(Records for pointing at named objects)

^^^^

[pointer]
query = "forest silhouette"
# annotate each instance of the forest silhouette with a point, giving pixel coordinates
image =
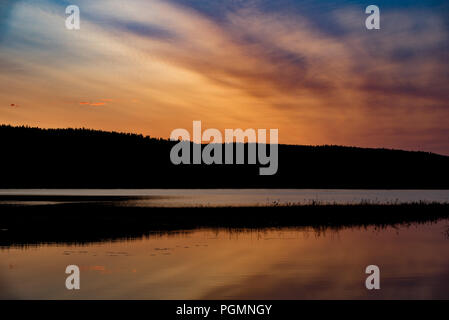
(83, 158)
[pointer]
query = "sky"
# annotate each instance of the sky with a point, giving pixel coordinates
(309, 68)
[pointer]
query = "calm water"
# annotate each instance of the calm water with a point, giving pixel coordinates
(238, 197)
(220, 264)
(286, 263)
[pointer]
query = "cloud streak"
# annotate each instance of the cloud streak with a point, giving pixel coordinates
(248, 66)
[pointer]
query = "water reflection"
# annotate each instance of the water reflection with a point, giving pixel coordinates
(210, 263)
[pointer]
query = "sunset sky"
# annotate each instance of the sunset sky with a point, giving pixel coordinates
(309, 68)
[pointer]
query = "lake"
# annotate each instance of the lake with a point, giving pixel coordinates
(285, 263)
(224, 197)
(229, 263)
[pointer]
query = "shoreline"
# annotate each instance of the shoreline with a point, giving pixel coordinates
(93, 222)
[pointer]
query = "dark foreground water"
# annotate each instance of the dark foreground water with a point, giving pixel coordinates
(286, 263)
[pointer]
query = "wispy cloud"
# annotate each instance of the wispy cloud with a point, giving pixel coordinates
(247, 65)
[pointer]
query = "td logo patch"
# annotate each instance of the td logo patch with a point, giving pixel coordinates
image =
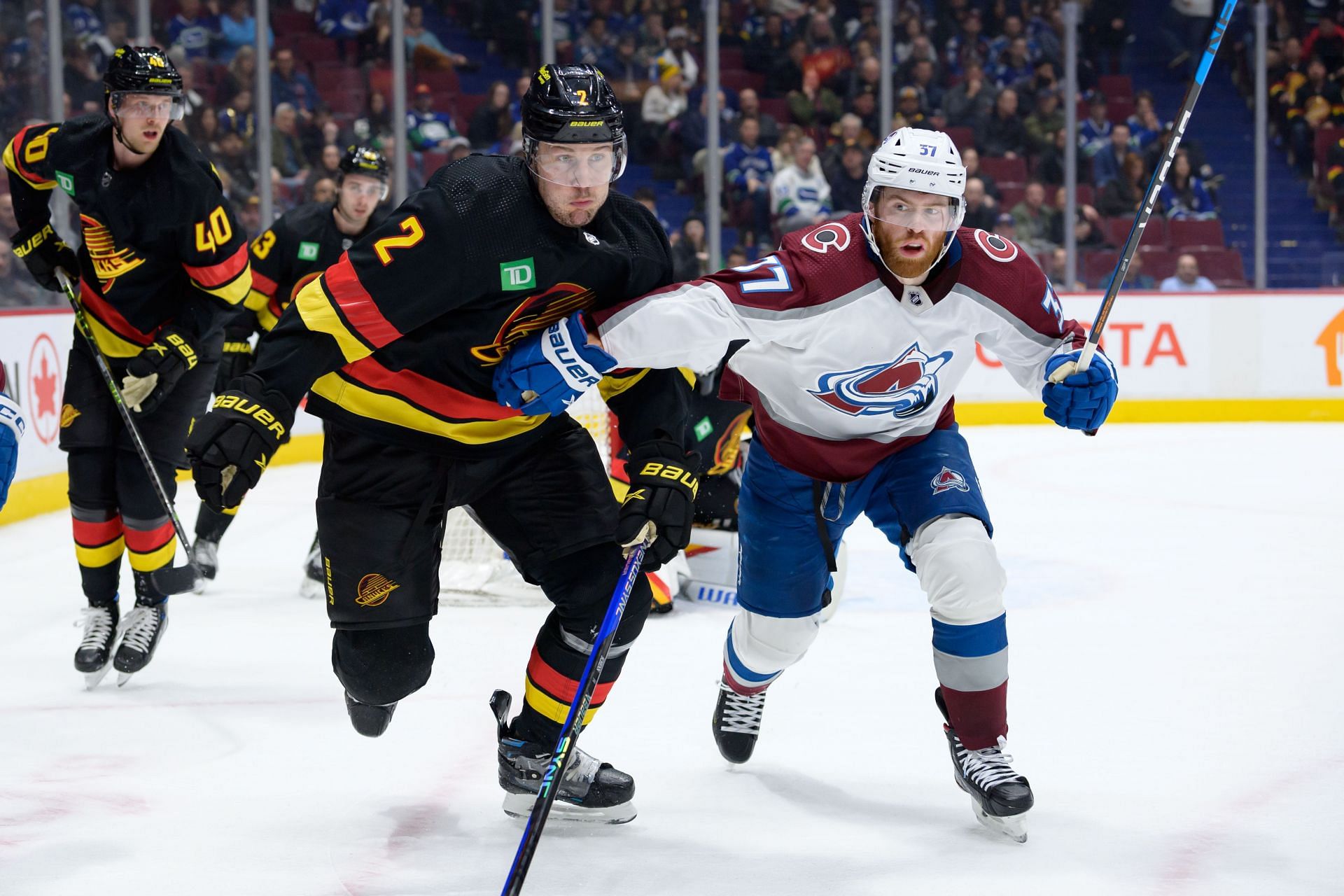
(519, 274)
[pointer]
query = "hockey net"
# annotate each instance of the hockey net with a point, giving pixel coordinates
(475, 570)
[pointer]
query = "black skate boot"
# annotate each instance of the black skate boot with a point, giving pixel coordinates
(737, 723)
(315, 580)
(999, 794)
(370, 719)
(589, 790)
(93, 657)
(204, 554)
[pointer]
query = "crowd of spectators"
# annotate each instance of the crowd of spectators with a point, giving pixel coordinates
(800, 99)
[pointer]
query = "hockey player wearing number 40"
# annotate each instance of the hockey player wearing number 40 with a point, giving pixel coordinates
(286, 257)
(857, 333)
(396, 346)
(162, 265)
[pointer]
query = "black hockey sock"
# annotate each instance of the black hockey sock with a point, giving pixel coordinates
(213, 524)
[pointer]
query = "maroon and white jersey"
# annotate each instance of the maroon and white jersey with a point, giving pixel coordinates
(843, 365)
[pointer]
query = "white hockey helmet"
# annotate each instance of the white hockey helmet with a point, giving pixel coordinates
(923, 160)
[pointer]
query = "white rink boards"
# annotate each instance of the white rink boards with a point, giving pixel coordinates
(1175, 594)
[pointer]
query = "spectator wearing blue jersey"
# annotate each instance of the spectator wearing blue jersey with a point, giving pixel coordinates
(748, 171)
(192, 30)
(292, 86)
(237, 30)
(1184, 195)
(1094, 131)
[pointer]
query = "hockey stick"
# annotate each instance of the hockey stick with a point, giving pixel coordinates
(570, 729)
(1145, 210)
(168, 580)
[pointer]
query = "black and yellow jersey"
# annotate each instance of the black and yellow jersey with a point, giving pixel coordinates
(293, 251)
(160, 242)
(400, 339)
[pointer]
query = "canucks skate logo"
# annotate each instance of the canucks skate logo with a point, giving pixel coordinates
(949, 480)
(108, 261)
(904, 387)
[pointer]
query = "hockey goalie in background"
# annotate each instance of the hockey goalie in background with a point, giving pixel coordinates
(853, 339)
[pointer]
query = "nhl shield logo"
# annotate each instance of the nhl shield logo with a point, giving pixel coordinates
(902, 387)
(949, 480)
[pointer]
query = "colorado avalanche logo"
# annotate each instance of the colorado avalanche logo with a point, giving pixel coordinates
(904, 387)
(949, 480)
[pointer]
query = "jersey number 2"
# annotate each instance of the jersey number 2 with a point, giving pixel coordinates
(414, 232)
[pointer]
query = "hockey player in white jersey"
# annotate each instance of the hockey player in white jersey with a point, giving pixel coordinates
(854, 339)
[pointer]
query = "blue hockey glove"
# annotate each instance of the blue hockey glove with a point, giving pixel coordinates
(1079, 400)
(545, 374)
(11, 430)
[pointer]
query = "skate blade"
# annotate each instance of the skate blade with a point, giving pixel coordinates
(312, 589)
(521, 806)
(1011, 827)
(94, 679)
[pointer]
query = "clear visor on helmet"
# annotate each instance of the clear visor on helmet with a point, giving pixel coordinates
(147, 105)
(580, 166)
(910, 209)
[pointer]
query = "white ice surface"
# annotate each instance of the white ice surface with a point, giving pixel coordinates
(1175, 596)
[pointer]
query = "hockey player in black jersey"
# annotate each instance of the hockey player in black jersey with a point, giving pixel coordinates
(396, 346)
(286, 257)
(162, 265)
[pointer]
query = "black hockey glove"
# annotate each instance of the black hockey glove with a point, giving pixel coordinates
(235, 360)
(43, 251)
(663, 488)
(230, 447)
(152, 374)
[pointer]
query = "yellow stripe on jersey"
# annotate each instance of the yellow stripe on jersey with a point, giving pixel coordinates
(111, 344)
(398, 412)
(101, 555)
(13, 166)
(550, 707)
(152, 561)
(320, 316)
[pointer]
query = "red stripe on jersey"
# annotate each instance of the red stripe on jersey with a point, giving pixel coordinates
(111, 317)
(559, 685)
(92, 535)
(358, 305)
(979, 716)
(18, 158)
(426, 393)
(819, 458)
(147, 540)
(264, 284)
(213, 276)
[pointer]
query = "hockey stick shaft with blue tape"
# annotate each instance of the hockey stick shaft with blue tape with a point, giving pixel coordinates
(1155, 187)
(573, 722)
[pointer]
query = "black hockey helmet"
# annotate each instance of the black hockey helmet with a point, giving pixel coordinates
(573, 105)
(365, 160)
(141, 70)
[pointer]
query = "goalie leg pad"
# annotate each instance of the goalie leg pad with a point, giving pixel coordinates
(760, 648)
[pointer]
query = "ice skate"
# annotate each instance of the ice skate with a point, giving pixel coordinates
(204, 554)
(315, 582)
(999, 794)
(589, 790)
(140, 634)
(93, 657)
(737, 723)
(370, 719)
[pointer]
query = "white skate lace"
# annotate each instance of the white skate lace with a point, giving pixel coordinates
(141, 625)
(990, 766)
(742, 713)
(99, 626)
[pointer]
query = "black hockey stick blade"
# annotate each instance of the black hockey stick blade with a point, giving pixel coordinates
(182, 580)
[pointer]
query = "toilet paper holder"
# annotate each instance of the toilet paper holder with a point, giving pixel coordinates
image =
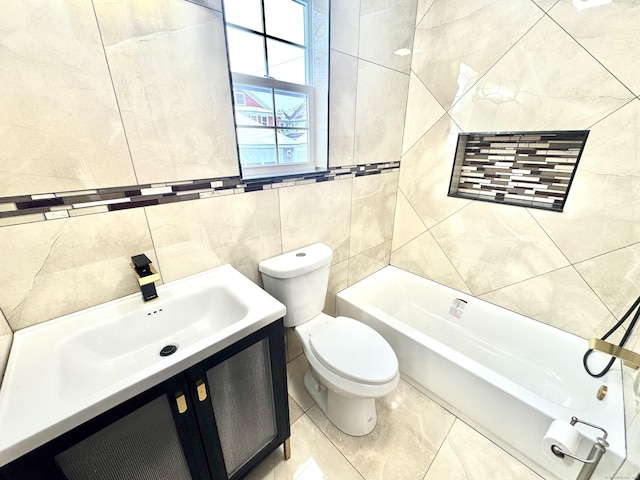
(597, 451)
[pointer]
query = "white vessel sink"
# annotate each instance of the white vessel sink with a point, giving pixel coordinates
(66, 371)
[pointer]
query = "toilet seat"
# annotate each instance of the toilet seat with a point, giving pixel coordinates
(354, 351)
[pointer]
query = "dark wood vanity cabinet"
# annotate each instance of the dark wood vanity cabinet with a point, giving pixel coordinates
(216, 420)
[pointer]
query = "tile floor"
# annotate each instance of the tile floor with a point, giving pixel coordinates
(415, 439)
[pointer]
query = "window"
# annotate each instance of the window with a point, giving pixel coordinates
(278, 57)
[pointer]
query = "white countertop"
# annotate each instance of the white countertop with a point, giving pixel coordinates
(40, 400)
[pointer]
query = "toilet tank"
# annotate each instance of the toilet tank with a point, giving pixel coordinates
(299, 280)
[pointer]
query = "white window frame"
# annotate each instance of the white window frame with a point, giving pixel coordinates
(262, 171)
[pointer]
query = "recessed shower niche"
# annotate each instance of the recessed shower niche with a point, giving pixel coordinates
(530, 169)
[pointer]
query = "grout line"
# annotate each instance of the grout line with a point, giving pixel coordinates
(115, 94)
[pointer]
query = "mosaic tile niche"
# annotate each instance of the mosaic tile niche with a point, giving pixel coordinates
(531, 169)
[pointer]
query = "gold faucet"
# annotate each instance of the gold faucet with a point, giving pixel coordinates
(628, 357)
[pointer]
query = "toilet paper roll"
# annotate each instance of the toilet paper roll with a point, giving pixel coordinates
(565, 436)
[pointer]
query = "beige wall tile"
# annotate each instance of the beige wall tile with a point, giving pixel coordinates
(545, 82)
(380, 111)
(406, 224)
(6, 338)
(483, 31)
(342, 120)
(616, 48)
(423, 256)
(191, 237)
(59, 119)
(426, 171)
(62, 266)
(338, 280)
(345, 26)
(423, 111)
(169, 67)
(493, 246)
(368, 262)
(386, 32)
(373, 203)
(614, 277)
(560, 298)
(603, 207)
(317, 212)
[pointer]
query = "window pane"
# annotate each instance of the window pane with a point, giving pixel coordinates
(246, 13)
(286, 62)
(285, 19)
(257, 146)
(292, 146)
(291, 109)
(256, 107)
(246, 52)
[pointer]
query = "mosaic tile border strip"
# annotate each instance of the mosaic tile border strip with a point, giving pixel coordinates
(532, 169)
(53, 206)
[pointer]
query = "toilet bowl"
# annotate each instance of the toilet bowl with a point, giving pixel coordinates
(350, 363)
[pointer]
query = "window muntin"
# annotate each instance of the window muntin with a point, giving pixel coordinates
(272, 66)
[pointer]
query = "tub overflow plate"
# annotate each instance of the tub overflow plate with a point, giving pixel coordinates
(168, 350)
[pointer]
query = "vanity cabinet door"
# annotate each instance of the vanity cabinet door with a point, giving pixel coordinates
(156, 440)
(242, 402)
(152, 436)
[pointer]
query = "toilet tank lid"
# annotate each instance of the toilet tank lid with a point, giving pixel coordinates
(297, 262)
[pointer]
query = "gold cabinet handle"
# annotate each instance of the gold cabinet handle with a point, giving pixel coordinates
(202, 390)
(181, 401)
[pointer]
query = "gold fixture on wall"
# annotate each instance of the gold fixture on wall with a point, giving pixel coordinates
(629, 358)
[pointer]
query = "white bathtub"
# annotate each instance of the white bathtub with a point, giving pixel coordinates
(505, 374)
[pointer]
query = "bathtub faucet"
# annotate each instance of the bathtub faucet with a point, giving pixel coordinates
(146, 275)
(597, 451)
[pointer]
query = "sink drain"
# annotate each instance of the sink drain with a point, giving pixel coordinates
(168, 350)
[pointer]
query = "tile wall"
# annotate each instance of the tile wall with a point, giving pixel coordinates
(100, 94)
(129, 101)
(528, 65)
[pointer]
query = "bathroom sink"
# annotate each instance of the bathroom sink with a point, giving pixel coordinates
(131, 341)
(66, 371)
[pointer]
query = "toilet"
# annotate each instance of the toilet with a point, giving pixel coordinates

^^^^

**Task statement**
Return every line of the records that contains the word "faucet", copying each line in full.

**Task response**
query = "gold faucet"
# annotate each instance of the gold faucet with a point, giving pixel coordinates
query = "bathtub faucet"
# annotate each instance of the bathtub faucet with a point, giving pixel coordinates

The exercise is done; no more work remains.